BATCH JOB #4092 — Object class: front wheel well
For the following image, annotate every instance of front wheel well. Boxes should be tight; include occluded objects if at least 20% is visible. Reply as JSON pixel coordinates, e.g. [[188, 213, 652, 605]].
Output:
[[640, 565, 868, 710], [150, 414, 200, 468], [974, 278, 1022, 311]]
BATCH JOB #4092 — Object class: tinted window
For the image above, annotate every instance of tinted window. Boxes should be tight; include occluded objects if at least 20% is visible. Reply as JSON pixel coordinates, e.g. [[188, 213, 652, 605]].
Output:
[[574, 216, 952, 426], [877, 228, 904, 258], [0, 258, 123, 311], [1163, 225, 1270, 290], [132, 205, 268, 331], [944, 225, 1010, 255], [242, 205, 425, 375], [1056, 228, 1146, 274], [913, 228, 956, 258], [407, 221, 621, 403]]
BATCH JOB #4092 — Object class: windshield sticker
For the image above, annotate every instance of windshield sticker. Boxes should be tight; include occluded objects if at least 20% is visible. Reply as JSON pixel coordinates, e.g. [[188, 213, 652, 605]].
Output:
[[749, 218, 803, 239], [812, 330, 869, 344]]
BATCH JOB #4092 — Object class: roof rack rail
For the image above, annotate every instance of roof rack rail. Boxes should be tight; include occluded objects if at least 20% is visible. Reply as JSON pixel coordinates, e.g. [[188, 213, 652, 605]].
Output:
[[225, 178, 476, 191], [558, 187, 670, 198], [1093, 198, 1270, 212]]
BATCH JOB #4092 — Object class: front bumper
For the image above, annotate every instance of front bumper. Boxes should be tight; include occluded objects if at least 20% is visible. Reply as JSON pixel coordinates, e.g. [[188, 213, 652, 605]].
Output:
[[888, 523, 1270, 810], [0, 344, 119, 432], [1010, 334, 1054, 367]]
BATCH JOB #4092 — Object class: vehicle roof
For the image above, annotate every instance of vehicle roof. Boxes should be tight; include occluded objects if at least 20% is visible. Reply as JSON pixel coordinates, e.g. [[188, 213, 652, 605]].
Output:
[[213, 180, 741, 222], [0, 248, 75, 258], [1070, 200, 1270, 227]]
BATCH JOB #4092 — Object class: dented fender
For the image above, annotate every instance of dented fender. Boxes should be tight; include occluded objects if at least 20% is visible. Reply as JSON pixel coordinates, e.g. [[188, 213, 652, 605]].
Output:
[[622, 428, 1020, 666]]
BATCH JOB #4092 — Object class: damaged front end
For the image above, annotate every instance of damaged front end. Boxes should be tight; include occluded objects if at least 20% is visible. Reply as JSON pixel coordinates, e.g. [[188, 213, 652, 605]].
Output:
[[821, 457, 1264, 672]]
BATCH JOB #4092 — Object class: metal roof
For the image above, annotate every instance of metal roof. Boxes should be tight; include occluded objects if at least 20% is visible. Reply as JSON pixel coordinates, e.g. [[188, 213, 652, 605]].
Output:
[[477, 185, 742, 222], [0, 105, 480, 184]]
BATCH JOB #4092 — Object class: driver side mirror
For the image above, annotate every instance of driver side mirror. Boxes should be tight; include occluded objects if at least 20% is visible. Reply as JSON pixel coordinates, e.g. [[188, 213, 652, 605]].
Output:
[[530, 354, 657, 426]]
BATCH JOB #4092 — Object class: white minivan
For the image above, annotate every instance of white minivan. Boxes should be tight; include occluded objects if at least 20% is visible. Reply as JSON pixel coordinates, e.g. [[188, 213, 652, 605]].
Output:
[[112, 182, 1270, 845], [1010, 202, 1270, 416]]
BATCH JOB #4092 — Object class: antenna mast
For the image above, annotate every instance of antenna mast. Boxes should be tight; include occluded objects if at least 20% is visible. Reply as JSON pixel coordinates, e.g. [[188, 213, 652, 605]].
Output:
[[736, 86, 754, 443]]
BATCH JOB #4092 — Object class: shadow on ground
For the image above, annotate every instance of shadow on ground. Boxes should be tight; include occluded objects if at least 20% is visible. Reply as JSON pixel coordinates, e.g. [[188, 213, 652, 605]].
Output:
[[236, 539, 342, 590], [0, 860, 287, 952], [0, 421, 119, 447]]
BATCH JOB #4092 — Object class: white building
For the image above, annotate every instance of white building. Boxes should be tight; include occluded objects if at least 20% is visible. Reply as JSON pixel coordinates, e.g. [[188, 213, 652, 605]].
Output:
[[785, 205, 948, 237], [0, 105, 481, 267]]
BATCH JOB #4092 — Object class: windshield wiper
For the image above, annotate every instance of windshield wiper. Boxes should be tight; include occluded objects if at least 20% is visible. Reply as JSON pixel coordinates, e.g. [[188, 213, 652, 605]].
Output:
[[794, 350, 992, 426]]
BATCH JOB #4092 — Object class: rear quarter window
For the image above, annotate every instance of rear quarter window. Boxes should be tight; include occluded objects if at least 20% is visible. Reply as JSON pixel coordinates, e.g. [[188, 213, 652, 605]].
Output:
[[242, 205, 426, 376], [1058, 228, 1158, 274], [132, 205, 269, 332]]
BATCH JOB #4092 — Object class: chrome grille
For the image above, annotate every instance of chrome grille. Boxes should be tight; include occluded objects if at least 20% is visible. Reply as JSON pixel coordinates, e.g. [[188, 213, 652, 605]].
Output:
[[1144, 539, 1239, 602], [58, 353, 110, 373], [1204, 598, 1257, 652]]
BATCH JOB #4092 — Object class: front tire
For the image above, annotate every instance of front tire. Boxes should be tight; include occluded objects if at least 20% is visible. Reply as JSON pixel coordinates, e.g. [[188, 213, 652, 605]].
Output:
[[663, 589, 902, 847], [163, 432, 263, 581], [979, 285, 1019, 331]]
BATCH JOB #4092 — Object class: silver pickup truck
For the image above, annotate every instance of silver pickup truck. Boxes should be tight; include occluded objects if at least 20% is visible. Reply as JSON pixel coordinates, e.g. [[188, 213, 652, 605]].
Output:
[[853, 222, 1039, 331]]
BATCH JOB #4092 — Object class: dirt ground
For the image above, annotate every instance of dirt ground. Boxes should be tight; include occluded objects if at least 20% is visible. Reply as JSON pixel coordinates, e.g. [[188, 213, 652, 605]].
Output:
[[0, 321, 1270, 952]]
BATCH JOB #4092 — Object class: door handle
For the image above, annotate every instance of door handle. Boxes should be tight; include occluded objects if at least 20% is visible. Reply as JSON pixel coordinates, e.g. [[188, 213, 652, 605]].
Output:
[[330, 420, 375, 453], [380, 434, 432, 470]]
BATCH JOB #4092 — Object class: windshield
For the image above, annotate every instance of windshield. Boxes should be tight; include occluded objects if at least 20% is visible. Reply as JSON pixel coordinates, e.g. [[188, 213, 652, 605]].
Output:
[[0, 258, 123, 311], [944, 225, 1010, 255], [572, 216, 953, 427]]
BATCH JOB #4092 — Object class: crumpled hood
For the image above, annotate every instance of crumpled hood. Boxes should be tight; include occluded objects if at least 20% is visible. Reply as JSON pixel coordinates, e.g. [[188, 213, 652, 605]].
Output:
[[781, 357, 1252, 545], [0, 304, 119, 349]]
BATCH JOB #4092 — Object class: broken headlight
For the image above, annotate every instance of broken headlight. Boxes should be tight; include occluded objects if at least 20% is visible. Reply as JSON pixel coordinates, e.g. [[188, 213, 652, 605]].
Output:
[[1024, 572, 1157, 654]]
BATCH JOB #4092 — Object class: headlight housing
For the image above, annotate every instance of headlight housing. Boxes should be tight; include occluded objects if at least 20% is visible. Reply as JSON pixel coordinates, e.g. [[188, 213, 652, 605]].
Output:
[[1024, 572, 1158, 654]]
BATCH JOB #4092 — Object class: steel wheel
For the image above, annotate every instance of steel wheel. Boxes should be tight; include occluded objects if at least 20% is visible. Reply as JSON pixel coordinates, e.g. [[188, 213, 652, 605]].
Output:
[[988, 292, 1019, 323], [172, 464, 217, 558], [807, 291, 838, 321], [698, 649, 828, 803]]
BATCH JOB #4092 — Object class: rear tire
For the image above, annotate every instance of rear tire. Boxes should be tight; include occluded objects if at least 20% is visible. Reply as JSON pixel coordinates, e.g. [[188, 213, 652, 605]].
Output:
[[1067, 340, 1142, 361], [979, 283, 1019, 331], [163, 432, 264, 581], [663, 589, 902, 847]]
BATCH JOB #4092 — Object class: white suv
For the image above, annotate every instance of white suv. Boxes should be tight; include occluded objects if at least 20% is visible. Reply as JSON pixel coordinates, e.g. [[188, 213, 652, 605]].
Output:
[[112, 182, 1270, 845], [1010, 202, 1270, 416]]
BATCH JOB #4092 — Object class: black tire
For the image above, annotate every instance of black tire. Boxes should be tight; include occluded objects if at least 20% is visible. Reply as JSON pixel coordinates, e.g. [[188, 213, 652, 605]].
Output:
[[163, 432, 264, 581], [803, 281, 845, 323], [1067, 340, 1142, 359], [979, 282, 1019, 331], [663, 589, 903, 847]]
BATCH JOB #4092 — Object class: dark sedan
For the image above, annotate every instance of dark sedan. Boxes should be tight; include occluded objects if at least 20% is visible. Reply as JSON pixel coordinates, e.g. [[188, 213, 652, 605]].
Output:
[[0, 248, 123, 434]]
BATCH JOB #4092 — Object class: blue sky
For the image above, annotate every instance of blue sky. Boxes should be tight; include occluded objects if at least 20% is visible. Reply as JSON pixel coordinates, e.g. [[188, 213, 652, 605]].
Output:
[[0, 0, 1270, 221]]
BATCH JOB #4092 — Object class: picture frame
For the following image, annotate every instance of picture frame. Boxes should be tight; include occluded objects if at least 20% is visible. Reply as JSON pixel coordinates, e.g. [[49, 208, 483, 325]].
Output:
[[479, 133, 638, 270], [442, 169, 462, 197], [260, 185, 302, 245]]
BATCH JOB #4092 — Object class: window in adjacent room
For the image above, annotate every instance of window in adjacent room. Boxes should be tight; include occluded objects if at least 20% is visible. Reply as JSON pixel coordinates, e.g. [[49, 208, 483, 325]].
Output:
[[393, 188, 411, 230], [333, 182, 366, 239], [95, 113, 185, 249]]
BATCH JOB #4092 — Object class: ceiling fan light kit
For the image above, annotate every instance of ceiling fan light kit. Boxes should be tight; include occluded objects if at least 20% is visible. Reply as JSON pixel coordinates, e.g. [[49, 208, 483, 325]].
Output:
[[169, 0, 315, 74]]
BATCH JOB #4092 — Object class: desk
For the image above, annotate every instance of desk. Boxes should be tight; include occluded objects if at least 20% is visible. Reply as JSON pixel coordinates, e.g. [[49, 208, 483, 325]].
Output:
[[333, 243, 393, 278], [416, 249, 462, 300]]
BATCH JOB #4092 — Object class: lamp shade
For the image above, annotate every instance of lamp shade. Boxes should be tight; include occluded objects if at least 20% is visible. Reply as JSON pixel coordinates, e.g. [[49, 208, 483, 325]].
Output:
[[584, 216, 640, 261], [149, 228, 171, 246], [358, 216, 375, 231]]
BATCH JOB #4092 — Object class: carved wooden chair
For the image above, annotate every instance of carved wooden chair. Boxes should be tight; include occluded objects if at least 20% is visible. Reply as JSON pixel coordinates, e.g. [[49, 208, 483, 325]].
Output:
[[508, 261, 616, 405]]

EXERCISE AIM:
Render the data lines above, from the line containing "BATCH JOB #4092 — Object class: white building" through the line containing "[[794, 350, 992, 426]]", as a Markdown table with columns headed Row and Data line, leaving out any blank lines.

RESULT OF THE TASK:
| Row | Data line |
|---|---|
| 1 | BATCH JOB #4092 — Object class: white building |
| 2 | For the image above, annotate every instance of white building. Boxes should be tight; include occluded objects if at least 20% is visible. Reply as JSON pixel coordinates, e.g. [[188, 213, 652, 605]]. |
| 3 | Output: |
| 4 | [[785, 205, 948, 237], [0, 105, 481, 267]] |
| 5 | BATCH JOB #4092 — Object class: windshield wiper |
| 6 | For the image above, annotate every instance of windshield wiper. Boxes should be tight; include occluded objects if at least 20% is visible. Reply as JSON pixel coordinates, e.g. [[188, 213, 652, 605]]. |
| 7 | Output: |
| 8 | [[794, 350, 992, 426]] |